Write out, word for word, only the lines from the one containing "Tag the green grass" through the final line of the data.

=== DATASET ROWS ===
* * * *
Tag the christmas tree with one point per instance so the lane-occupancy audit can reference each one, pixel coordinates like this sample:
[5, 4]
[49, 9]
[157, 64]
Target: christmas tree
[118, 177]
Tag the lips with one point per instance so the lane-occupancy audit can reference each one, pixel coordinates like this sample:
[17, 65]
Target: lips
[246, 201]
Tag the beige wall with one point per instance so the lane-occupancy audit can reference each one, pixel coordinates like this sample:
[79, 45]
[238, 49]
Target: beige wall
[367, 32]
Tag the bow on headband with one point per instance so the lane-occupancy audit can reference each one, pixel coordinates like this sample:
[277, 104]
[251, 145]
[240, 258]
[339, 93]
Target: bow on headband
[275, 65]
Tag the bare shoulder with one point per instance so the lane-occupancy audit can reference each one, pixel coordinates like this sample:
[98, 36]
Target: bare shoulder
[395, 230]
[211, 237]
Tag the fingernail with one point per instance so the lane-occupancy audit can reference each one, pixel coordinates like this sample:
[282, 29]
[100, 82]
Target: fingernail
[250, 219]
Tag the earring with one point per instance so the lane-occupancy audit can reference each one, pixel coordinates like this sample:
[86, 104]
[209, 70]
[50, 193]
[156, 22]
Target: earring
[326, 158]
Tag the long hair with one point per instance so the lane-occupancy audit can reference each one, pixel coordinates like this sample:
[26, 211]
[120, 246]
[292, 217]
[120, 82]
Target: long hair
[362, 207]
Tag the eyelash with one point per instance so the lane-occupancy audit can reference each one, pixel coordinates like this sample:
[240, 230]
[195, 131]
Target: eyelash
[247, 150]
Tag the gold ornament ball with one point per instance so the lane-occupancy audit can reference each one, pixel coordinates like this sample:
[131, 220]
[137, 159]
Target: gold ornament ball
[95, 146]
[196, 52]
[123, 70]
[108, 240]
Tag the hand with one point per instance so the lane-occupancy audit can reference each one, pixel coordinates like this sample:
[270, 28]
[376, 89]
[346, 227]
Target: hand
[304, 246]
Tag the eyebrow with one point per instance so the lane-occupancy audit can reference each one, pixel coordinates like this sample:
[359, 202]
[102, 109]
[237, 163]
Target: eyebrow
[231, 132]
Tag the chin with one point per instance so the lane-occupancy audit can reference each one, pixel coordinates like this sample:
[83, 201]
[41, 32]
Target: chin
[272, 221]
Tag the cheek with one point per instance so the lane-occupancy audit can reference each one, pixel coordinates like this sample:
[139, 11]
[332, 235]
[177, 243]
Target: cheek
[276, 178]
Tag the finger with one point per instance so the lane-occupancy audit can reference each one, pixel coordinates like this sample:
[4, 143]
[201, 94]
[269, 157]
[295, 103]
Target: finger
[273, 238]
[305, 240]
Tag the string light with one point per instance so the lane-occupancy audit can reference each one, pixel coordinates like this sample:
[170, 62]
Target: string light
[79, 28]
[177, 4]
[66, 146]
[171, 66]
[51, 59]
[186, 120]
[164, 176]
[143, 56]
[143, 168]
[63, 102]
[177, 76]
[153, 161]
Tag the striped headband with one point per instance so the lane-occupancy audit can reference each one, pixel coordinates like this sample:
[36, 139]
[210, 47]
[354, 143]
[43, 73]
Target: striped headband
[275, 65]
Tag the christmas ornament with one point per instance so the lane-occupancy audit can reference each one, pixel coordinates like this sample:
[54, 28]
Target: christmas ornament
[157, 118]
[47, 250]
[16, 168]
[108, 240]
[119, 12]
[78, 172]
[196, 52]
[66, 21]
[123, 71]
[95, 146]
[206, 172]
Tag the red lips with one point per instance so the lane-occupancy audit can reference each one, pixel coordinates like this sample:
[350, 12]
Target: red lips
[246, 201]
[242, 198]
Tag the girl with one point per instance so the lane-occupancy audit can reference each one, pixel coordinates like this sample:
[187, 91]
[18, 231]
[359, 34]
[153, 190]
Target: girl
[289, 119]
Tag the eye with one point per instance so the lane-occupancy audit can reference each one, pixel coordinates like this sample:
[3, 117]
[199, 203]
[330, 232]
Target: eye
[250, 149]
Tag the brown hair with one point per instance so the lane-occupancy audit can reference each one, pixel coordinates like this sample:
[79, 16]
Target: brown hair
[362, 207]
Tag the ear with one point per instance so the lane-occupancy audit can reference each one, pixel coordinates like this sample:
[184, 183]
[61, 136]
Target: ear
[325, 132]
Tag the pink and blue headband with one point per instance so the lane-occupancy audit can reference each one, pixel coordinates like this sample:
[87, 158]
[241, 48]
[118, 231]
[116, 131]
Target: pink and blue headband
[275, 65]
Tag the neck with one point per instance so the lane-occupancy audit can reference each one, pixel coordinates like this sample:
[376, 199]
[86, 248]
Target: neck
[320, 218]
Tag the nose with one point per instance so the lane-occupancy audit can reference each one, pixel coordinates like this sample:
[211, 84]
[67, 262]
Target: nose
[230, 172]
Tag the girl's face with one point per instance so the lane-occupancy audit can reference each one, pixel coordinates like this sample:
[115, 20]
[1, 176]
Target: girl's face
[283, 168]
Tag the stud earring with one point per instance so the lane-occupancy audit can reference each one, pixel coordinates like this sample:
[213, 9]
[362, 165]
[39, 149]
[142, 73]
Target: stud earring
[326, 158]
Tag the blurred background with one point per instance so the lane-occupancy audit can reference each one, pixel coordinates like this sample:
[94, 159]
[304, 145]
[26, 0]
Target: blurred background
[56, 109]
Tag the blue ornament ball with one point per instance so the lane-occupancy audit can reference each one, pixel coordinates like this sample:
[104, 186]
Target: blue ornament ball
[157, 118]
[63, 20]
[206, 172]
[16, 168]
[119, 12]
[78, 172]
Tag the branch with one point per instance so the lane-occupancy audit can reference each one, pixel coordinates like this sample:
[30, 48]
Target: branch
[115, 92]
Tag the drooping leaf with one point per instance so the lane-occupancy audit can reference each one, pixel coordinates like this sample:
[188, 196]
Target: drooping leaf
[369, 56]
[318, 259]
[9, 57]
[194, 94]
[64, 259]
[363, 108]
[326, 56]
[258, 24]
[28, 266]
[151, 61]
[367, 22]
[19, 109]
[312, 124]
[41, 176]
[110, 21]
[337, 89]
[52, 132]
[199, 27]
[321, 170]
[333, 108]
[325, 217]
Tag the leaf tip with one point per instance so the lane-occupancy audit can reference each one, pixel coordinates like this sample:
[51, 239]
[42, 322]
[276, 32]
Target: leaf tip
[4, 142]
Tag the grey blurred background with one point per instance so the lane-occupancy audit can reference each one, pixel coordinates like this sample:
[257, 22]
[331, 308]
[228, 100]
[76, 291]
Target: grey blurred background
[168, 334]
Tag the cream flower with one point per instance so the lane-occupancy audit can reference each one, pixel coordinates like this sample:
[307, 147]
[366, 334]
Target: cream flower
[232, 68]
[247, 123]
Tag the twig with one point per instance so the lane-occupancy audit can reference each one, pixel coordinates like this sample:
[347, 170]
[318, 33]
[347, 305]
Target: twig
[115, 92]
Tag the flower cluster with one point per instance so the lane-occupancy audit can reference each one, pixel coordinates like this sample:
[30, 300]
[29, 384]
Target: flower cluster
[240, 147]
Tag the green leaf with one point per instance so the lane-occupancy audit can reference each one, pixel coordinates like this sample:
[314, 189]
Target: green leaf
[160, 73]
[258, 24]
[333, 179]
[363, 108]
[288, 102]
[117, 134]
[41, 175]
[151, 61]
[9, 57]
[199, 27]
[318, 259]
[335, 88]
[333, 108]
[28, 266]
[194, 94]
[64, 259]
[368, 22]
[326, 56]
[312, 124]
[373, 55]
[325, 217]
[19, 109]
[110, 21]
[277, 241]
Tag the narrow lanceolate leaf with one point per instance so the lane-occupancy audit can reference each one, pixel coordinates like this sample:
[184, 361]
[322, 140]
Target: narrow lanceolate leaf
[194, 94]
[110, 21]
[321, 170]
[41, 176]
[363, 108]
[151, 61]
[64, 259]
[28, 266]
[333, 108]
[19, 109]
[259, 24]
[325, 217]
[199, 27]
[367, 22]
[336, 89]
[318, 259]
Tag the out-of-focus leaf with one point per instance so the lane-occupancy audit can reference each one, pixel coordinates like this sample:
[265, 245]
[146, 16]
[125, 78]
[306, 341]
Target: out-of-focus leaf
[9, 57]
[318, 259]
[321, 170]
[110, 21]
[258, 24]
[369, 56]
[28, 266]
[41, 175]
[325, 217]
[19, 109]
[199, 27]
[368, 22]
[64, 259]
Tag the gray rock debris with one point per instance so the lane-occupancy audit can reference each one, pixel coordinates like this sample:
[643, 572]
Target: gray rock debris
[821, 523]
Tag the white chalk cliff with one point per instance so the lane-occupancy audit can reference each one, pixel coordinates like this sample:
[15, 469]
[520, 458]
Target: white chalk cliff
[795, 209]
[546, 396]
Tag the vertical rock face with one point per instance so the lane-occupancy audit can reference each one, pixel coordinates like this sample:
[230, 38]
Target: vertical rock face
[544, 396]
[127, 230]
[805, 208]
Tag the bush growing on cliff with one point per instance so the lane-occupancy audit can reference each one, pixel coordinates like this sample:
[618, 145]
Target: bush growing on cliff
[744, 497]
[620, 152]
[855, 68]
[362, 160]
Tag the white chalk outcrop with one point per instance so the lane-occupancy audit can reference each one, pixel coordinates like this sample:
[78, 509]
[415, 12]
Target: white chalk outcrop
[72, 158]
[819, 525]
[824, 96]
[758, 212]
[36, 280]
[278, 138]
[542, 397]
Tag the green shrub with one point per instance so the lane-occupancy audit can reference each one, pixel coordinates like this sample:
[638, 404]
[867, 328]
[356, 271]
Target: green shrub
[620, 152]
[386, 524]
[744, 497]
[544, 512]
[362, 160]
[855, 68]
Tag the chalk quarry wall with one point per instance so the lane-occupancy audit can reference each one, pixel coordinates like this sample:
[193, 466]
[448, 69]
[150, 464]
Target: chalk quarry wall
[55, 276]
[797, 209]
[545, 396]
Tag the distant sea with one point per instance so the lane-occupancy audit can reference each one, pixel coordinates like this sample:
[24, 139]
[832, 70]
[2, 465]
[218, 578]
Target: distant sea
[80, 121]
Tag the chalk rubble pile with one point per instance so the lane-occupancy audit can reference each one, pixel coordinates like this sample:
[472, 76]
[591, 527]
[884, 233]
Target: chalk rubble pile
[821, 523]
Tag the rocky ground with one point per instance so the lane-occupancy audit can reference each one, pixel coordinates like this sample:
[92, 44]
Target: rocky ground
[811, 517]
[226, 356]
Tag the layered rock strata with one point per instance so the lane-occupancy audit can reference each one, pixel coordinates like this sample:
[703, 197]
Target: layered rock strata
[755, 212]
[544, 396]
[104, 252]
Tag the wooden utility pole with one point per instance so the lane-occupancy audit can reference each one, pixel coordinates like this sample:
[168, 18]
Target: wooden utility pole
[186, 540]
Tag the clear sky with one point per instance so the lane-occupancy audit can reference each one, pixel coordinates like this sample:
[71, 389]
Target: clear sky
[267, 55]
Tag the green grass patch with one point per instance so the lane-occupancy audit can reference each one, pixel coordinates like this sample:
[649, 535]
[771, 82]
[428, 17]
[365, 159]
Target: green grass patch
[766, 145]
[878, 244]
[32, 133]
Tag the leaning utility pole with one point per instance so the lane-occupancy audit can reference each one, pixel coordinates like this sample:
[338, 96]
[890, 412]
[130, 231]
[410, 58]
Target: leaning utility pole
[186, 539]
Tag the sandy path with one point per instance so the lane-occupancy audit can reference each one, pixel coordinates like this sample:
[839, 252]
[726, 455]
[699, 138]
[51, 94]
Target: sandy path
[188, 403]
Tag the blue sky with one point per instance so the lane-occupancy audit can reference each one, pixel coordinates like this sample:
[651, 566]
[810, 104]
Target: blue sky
* * * *
=== WORKED ANSWER ===
Tag the green grass patch with one point per instance so the lane-occupancy audit can reference each one, pixel coordinates like this sample:
[649, 535]
[771, 82]
[428, 17]
[365, 159]
Target: green grass patch
[766, 145]
[878, 244]
[32, 133]
Tag the leaning utility pole with one point per instance so the lane-occupancy audit can reference each one, pixel coordinates like this sample:
[338, 96]
[890, 412]
[130, 231]
[410, 58]
Target: leaning utility pole
[186, 539]
Tag the sandy path with one point per instance so the lane-occupancy audit can reference each one, pixel coordinates like this sample:
[839, 252]
[726, 455]
[699, 138]
[51, 94]
Target: sandy path
[188, 403]
Tag the blue sky with one point per instance so the lane-occupancy audit can reference each one, pixel coordinates like this sample:
[651, 566]
[810, 104]
Target: blue sky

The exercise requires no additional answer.